Locate, in the data below, the line that contains "Target: cabin door" and the line that contains "Target: vertical plank wall"; reproduce exactly those two lines and every line between them, nothing more.

» **The records**
▶

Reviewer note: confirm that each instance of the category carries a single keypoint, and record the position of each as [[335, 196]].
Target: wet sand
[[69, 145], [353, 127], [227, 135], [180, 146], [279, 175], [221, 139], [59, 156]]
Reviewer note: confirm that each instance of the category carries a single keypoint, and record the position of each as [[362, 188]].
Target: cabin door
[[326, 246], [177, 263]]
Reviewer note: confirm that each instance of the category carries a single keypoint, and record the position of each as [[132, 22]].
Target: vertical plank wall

◀
▶

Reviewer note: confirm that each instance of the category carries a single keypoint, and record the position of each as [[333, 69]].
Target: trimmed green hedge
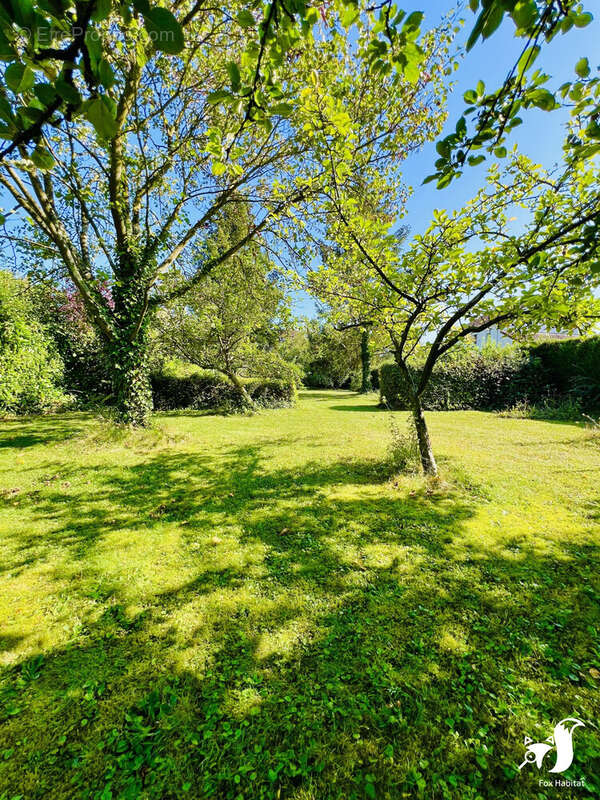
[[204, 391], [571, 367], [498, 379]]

◀

» **Task result**
Target: cabin door
[[326, 246], [177, 263]]
Reviewer note: confirm that each instance of the category carries a single keypoint, and record the position of each as [[132, 22]].
Target: vertical plank wall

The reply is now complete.